The Southern Junto is a site created to capture that same spirit of improvement, in both self and community.

Through member and guest submitted essays, online meeting sessions, debate forums, and the provision of news and specific events, we hope to provide a civil, structured method of discussing and examining issues.

Today’s highly aggressive methods of discussion, especially on the internet, are not conducive to honest evaluations. They rarely result in any consensus or deeper understanding. In large part because of algorithms that push content and ads we often only hear from sources that spin and cherry pick facts to fit our preconceptions. On internet venues such as comment sections, message boards or social media we frequently just yell slogans and conclusions at one another. We rarely make honest evaluations of issues and rarer still come to agreement.

Why imitate the Philadelphia Junto?

■ ■ ■

• List of tasks:
1. Repeat the Southern Junto passage from "The Southern Junto" to "come to agreement.", switching "slogans" to "insults".
2. Proceed with the Southern Junto passage, picking up after its final line.

• Supplied material:
■ ■ ■

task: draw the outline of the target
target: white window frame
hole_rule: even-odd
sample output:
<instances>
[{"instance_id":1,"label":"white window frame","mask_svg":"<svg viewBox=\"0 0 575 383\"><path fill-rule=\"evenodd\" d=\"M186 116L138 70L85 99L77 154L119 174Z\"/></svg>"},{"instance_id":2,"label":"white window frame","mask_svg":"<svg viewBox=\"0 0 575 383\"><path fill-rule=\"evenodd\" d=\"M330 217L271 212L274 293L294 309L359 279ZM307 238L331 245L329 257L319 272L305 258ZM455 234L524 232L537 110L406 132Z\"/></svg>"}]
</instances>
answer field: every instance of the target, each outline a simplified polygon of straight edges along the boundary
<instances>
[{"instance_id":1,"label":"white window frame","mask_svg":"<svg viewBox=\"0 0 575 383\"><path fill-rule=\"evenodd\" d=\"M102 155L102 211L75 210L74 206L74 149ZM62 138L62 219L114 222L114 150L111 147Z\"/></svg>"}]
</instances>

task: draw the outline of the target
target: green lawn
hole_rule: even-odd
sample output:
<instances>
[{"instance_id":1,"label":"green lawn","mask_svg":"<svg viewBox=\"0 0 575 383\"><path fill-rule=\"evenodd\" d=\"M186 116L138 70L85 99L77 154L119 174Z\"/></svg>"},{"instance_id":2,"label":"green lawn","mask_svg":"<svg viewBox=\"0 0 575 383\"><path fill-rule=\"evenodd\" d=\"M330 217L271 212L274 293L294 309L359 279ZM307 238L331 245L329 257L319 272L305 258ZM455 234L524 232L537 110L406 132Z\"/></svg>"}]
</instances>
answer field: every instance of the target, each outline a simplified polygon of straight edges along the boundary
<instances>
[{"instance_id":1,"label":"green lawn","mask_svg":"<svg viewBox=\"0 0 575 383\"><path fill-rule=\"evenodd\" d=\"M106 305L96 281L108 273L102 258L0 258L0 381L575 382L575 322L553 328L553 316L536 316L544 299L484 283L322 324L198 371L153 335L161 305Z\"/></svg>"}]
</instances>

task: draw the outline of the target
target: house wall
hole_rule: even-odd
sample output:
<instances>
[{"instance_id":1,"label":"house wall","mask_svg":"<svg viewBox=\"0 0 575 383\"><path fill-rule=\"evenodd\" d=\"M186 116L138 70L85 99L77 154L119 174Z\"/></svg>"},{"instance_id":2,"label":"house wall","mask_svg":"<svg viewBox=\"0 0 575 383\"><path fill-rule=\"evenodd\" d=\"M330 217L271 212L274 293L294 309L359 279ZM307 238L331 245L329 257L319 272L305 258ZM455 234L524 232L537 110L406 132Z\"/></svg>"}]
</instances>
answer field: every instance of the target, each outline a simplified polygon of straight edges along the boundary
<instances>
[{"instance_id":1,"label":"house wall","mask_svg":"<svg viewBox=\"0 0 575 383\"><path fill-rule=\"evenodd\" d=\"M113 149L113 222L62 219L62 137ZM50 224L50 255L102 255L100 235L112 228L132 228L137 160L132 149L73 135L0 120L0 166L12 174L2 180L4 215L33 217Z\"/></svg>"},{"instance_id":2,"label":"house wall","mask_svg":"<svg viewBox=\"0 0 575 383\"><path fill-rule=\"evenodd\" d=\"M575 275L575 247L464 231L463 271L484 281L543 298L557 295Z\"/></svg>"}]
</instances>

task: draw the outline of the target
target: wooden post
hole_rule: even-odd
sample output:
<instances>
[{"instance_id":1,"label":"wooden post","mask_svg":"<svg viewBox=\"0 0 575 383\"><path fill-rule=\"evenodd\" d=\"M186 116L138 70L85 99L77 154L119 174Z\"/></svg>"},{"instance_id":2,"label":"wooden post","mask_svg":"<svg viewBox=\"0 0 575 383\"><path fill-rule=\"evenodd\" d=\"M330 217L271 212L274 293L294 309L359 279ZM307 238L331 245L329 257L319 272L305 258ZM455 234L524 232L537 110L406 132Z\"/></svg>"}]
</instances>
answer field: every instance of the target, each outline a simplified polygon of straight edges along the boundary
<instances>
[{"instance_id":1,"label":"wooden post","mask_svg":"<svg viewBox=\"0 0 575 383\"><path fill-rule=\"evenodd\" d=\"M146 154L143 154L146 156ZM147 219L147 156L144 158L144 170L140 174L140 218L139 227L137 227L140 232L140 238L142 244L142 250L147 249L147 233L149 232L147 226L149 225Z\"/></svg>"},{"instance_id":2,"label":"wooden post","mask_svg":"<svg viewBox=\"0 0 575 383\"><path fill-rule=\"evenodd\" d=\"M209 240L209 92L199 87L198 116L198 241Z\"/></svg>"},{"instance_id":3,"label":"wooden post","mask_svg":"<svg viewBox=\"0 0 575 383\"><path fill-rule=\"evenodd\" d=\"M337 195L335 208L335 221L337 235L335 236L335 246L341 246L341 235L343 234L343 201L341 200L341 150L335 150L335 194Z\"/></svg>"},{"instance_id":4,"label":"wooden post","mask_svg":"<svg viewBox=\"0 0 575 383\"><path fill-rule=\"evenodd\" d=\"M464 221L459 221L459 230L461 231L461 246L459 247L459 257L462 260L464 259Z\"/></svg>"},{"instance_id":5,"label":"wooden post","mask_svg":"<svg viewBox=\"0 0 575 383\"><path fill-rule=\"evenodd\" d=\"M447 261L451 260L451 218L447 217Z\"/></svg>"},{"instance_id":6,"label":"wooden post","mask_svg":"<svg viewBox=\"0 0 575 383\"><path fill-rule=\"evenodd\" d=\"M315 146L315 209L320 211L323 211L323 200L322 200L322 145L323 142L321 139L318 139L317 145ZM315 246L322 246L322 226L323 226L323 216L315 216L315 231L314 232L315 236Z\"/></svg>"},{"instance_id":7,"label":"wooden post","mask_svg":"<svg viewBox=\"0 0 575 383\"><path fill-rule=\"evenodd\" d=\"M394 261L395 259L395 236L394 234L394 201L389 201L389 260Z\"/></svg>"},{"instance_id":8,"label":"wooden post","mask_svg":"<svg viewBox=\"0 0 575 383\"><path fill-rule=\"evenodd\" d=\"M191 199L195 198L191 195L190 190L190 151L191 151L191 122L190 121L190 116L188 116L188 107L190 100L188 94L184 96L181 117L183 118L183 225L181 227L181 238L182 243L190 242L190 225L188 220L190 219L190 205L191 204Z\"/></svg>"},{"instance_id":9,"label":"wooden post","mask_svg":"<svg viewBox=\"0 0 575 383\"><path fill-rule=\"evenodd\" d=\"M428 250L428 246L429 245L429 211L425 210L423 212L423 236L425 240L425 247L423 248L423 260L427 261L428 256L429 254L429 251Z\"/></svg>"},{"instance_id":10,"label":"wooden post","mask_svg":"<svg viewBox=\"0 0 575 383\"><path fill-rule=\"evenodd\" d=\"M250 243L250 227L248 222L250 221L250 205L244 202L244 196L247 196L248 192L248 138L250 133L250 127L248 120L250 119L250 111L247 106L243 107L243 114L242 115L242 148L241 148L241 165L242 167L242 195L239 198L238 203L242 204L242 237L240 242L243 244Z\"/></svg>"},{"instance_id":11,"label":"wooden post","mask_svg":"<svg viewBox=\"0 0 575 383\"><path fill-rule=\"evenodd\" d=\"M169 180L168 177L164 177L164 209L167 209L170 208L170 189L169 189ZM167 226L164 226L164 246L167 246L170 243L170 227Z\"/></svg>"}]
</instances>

■ ■ ■

• Responses in order:
1.
The Southern Junto is a site created to capture that same spirit of improvement, in both self and community.

Through member and guest submitted essays, online meeting sessions, debate forums, and the provision of news and specific events, we hope to provide a civil, structured method of discussing and examining issues.

Today’s highly aggressive methods of discussion, especially on the internet, are not conducive to honest evaluations. They rarely result in any consensus or deeper understanding. In large part because of algorithms that push content and ads we often only hear from sources that spin and cherry pick facts to fit our preconceptions. On internet venues such as comment sections, message boards or social media we frequently just yell insults and conclusions at one another. We rarely make honest evaluations of issues and rarer still come to agreement.

2.
The Junto founded by young Benjamin Franklin shaped American life for centuries. The rules they established for discussion discouraged ‘heat’ (that is anger), discouraged ‘positievness’ (that is preconceived certainty) and penalized members for derogatory statements towards one another. The format the Philadelphia Junto used to conduct meetings consisted of 24 questions about issues, local success stories they had encountered, local cautionary tales, whether they knew anyone new in the community that deserved help, injustices towards any members or the public that other members could help address, good stories, health remedies and regimens and whether any had heard any attack on the reputations of any members that could be addressed and perhaps set right.

Additionally at every weekly meeting, members were encouraged to submit and essay on any topic they felt was of importance and that other members could discuss. The clever combination of common sense rules and weekly questions to guide members in looking for important events and topics kept the meetings civil yet absolutely current.